▶ [数据行]
-- -- --

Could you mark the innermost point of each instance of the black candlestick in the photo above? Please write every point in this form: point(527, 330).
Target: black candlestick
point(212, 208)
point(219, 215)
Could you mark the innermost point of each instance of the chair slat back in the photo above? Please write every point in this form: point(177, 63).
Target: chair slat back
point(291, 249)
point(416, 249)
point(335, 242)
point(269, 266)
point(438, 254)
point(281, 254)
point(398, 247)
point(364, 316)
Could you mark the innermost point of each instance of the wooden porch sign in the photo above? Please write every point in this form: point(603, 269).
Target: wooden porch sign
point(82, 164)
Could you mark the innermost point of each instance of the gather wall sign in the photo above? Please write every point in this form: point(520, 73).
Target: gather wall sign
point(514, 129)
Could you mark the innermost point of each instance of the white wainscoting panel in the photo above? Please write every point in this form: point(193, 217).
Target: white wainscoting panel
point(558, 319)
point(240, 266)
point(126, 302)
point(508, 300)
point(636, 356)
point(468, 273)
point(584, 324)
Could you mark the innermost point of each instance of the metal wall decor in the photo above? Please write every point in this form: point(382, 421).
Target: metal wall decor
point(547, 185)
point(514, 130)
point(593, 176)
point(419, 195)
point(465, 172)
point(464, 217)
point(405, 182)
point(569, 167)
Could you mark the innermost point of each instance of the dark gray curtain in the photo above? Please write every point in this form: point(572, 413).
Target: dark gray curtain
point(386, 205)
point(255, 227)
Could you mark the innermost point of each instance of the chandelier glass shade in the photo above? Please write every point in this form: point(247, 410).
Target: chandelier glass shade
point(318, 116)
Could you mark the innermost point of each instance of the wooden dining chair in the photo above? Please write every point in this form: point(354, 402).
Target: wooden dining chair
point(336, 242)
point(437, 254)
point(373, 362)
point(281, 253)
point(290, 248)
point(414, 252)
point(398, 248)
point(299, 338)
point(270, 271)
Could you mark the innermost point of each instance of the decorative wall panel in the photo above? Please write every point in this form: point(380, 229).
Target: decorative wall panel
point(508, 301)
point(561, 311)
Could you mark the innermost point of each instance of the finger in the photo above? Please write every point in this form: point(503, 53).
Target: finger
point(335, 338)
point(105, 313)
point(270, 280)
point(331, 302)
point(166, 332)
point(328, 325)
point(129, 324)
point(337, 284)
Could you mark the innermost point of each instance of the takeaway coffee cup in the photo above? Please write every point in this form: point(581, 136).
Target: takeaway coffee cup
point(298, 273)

-- -- --

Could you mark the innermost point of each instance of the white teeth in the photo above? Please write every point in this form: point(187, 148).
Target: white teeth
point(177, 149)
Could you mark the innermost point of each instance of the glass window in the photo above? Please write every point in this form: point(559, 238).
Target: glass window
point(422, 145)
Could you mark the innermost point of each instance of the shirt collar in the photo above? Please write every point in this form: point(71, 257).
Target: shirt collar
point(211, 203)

-- -- --

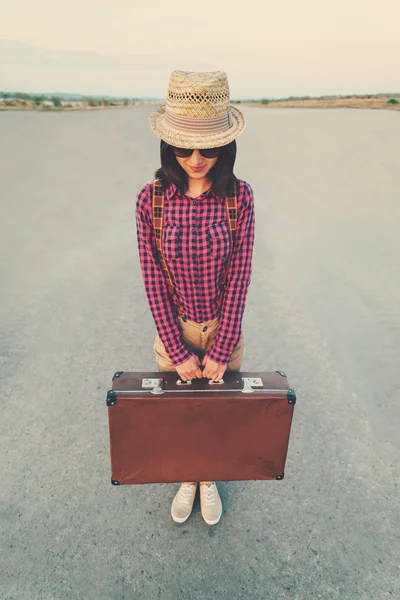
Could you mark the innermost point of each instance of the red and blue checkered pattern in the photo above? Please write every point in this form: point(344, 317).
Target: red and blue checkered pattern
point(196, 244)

-- -- --

▶ [任务说明] 请逐字引用以下各行：从含有“form: point(559, 238).”的那一行起，一直到含有“point(422, 145)”的那一行，首尾两行均包括在内。

▶ [任务回答]
Could you mark the innermost point of each instance of the glass window in the photo above? Please write every point in this form: point(559, 238).
Target: glass window
point(422, 145)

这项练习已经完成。